— Begin Data provided —

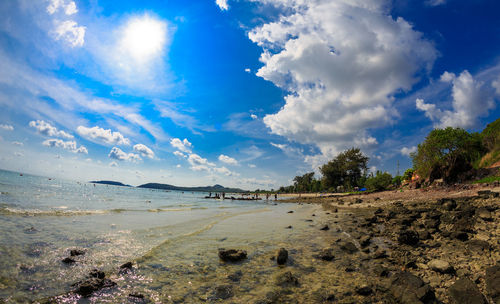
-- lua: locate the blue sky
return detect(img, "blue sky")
[0,0,500,189]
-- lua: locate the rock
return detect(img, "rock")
[340,241,358,254]
[356,285,373,296]
[120,262,133,269]
[448,278,487,304]
[69,249,85,256]
[212,285,234,300]
[316,248,335,261]
[276,248,288,265]
[485,265,500,303]
[227,270,243,282]
[359,235,372,248]
[275,271,299,287]
[398,230,419,246]
[427,259,454,273]
[89,269,106,279]
[476,207,493,222]
[467,239,491,252]
[61,258,76,264]
[75,277,116,297]
[219,248,247,262]
[389,271,435,304]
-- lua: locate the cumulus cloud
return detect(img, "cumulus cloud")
[29,120,74,139]
[170,138,193,153]
[47,0,78,16]
[108,147,141,162]
[400,146,417,157]
[76,126,130,146]
[174,151,187,158]
[134,144,155,159]
[42,138,89,154]
[219,154,238,165]
[416,70,495,129]
[425,0,446,6]
[0,124,14,131]
[249,0,437,166]
[215,0,229,11]
[54,20,85,47]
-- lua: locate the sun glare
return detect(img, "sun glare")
[121,15,167,61]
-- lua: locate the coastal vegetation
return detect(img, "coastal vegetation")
[279,119,500,193]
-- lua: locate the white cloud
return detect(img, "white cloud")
[249,0,437,166]
[29,120,74,139]
[219,154,238,165]
[54,20,85,47]
[76,126,130,146]
[108,147,141,162]
[134,144,155,159]
[170,138,193,153]
[47,0,78,16]
[400,146,417,157]
[0,124,14,131]
[174,151,187,158]
[491,77,500,96]
[416,70,495,129]
[215,0,229,11]
[42,138,89,154]
[425,0,446,6]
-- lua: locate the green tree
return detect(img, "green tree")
[320,148,369,189]
[365,171,392,191]
[413,127,484,183]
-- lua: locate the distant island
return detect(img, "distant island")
[89,181,132,187]
[137,183,247,193]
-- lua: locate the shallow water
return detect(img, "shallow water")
[0,171,348,303]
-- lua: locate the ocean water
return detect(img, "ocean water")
[0,171,328,303]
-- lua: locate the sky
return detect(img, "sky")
[0,0,500,190]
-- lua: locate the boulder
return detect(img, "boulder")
[398,230,419,246]
[276,248,288,265]
[389,271,436,304]
[427,259,454,273]
[448,278,487,304]
[486,265,500,303]
[219,248,247,262]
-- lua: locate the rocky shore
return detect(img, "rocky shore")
[34,189,500,304]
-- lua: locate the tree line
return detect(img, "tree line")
[279,119,500,193]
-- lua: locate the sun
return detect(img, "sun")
[120,15,168,61]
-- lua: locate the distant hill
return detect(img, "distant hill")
[137,183,247,193]
[89,181,132,187]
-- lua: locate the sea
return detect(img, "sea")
[0,170,328,303]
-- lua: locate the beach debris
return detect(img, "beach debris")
[275,271,299,287]
[219,248,247,262]
[69,249,85,256]
[61,258,76,264]
[72,269,116,297]
[448,278,487,304]
[427,259,455,273]
[276,248,288,265]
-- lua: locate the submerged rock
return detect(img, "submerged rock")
[448,278,487,304]
[276,248,288,265]
[219,248,247,262]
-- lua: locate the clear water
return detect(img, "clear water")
[0,171,330,303]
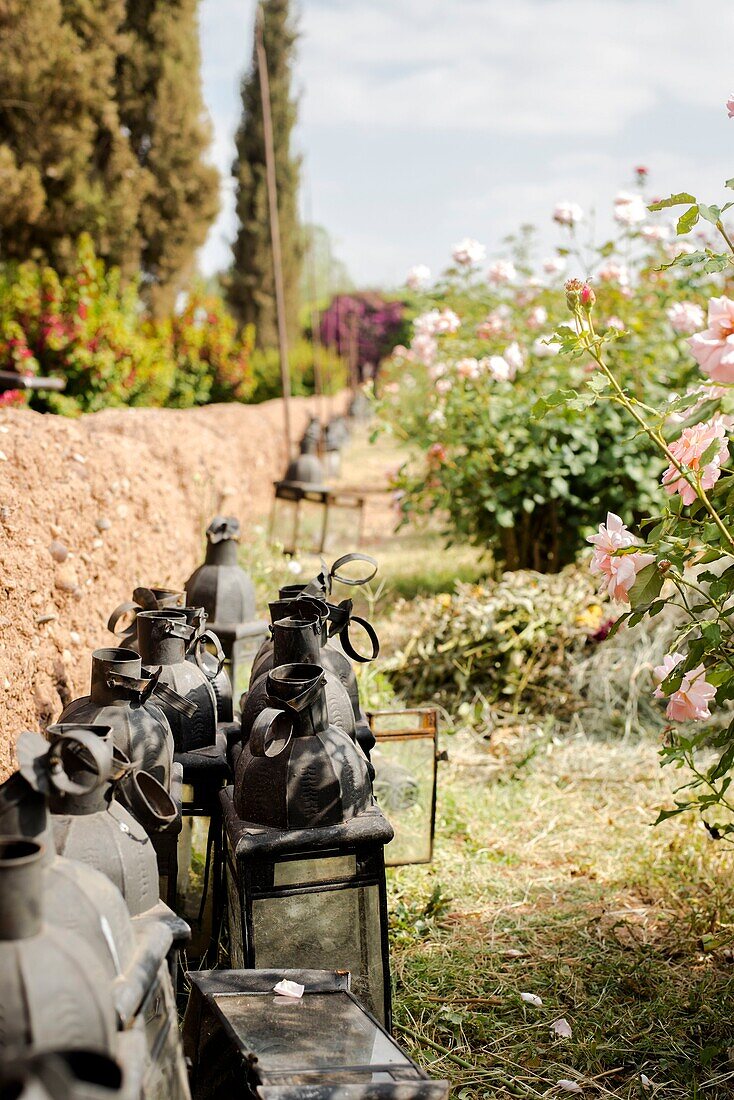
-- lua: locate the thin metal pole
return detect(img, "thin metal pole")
[255,3,293,463]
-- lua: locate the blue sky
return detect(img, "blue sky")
[199,0,734,286]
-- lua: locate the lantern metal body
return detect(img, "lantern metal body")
[184,968,448,1100]
[226,664,393,1025]
[186,516,267,699]
[176,723,239,966]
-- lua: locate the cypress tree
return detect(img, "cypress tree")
[228,0,303,348]
[118,0,219,312]
[0,0,147,272]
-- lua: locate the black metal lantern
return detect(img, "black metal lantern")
[184,969,449,1100]
[186,516,267,699]
[220,666,393,1026]
[368,707,446,867]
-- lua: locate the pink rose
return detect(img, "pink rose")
[665,664,716,722]
[665,301,703,336]
[688,296,734,382]
[662,414,728,504]
[587,512,655,603]
[614,191,647,226]
[486,260,517,286]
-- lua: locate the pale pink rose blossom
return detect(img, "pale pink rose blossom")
[665,664,716,722]
[543,256,566,275]
[526,306,548,329]
[533,334,561,359]
[451,237,486,267]
[662,415,728,504]
[688,296,734,382]
[614,191,647,226]
[410,333,438,365]
[482,355,516,382]
[486,260,517,286]
[639,226,670,241]
[653,653,686,699]
[502,340,525,377]
[554,202,583,226]
[436,309,461,334]
[405,264,430,290]
[587,512,655,603]
[665,301,703,336]
[476,306,507,340]
[457,355,482,381]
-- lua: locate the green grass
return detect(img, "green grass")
[244,422,734,1100]
[391,736,734,1100]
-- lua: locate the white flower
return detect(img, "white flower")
[451,237,486,267]
[639,226,670,241]
[436,309,461,333]
[614,191,647,226]
[502,340,525,377]
[543,256,566,275]
[519,993,543,1009]
[457,355,482,381]
[533,334,561,359]
[554,202,583,226]
[405,264,430,290]
[527,306,548,329]
[486,260,517,286]
[482,355,515,382]
[665,301,704,337]
[410,333,438,365]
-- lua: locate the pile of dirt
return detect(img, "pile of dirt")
[0,398,344,778]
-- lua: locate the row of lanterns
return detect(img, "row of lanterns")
[0,517,447,1100]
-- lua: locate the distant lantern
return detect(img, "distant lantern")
[221,664,393,1026]
[184,969,449,1100]
[186,516,267,700]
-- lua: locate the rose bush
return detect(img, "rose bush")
[377,193,714,571]
[554,109,734,838]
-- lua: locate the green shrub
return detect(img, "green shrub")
[0,235,253,416]
[251,340,347,402]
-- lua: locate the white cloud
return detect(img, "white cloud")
[200,0,734,284]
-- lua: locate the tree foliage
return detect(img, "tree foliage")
[228,0,303,348]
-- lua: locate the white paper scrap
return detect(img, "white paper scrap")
[273,978,306,999]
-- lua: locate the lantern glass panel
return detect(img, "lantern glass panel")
[369,710,437,867]
[252,880,385,1022]
[273,856,357,887]
[215,993,413,1081]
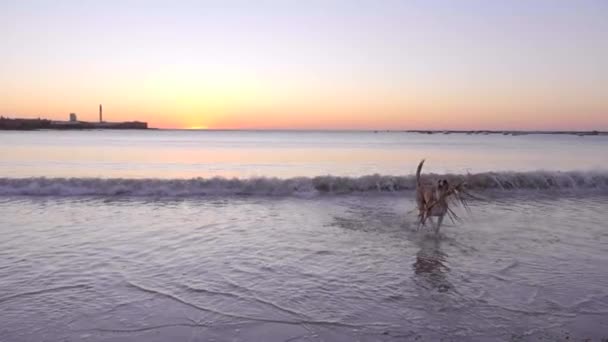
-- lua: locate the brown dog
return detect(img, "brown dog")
[416,159,450,234]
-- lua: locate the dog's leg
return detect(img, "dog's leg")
[435,214,445,234]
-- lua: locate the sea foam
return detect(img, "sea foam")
[0,171,608,197]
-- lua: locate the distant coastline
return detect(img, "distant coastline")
[0,117,148,131]
[404,130,608,136]
[0,116,608,136]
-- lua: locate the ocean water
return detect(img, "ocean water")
[0,130,608,341]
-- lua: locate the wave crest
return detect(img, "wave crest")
[0,171,608,197]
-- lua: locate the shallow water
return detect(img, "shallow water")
[0,195,608,341]
[0,131,608,341]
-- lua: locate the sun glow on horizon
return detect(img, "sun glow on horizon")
[0,0,608,130]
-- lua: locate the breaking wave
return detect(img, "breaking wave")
[0,171,608,197]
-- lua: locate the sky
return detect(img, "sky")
[0,0,608,130]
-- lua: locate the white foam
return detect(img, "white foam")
[0,171,608,197]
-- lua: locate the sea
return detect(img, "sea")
[0,130,608,342]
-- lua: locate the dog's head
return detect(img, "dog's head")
[437,179,450,194]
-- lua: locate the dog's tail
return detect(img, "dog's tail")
[416,159,424,187]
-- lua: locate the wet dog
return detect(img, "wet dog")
[416,159,453,234]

— End Data provided —

◆ **Goal**:
Express the part of the material that opens with the line containing "-- lua: locate the row of lanterns" and closes with the line containing "[416,159,450,234]" as a JSON list of strings, one per line, with blank lines left out. Omit the pictures from the list.

◆ **The answer**:
[
  "-- lua: locate the row of lanterns",
  "return detect(img, \"row of lanterns\")",
  "[0,517,447,1100]",
  "-- lua: locate the distant lantern",
  "return detect(img, \"distant lantern\")",
  "[221,664,393,1026]",
  "[184,969,449,1100]",
  "[186,516,267,700]",
  "-- lua: locate the rose bush",
  "return detect(img, \"rose bush\")",
  "[377,193,714,571]",
  "[554,109,734,838]",
  "-- lua: locate the green shrub",
  "return detect(img, \"green shrub\")",
  "[0,235,253,416]",
  "[251,340,347,402]",
  "-- lua: locate the white cloud",
  "return detect(img, \"white cloud\")",
  "[200,0,734,284]",
  "-- lua: locate the tree foliage",
  "return detect(img, \"tree foliage\")",
  "[228,0,303,348]",
  "-- lua: locate the white paper scrap",
  "return detect(img, \"white paper scrap\")",
  "[273,978,306,999]",
  "-- lua: locate the lantern glass panel",
  "return detect(img, \"lantern glass panel\")",
  "[369,710,437,867]",
  "[252,880,385,1022]",
  "[273,856,357,887]",
  "[215,993,413,1081]",
  "-- lua: locate the brown dog",
  "return detect(img, \"brown dog\")",
  "[416,159,450,234]"
]